_Supplied material:_
============
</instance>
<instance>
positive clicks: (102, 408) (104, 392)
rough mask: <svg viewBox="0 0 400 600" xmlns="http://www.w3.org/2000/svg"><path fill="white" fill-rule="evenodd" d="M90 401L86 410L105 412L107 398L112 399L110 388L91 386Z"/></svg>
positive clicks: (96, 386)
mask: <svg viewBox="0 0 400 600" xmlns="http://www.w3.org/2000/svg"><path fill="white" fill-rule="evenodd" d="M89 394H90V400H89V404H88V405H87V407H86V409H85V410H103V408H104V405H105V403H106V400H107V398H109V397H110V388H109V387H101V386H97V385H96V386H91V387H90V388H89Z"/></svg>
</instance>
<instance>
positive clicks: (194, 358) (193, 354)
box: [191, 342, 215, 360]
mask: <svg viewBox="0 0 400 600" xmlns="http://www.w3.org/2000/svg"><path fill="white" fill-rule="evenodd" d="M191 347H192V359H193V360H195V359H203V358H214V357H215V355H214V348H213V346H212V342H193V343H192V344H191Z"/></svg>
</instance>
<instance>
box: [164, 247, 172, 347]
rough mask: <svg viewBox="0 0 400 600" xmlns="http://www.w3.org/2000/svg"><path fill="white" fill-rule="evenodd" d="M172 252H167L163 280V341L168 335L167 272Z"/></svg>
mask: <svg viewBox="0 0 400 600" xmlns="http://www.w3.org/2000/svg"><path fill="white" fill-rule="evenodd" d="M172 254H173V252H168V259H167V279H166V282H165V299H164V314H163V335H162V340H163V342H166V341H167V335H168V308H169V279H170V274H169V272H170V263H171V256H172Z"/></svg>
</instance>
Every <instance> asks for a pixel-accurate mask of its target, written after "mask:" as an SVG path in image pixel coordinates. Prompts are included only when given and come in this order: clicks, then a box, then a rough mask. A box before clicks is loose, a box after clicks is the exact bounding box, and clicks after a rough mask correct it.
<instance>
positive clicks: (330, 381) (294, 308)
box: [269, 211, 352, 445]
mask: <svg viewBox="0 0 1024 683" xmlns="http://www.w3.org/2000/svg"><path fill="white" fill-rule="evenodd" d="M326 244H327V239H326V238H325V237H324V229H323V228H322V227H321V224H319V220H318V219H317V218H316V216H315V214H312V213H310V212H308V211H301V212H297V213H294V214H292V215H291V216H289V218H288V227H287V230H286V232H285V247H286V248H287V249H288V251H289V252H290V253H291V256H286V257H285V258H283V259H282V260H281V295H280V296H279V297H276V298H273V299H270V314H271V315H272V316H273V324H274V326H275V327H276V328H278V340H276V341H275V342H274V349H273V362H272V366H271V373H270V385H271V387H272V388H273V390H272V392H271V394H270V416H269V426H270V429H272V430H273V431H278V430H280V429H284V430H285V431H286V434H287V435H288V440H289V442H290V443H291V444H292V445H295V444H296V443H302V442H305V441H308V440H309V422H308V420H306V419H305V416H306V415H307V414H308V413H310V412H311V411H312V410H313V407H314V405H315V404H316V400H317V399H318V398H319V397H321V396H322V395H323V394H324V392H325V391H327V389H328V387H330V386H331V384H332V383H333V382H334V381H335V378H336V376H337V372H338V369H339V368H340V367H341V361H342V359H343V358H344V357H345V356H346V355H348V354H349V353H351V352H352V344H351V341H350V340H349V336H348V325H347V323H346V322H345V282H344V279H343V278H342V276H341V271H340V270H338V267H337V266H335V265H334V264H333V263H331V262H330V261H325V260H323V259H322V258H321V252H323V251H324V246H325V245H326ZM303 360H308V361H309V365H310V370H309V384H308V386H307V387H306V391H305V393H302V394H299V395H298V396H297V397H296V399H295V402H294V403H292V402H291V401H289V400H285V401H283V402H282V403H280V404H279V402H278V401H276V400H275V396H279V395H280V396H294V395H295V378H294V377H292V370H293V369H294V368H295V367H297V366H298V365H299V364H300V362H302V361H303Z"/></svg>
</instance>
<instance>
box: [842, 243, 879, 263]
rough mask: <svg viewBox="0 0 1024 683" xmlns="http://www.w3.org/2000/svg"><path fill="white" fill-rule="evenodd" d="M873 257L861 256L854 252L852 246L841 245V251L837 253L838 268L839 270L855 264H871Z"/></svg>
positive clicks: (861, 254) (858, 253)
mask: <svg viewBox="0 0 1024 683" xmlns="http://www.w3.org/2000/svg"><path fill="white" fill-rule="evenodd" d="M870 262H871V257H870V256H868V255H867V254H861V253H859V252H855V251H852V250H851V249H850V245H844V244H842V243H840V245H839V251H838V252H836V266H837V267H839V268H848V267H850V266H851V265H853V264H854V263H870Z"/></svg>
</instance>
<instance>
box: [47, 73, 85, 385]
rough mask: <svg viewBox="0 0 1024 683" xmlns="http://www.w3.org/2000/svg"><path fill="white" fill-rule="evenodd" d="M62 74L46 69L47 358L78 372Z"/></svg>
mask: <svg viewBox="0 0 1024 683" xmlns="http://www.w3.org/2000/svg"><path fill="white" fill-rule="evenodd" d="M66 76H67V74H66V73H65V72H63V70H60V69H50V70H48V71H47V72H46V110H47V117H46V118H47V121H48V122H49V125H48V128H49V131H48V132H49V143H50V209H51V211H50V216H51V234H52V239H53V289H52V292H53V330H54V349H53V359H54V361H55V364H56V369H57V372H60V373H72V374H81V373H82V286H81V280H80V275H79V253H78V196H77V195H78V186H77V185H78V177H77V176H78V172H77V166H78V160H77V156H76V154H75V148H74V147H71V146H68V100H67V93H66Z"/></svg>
============
_Try it:_ How many lines in the records above contain the string "positive"? Case counts. Reply with the number alone.

_Result of this exercise:_ 5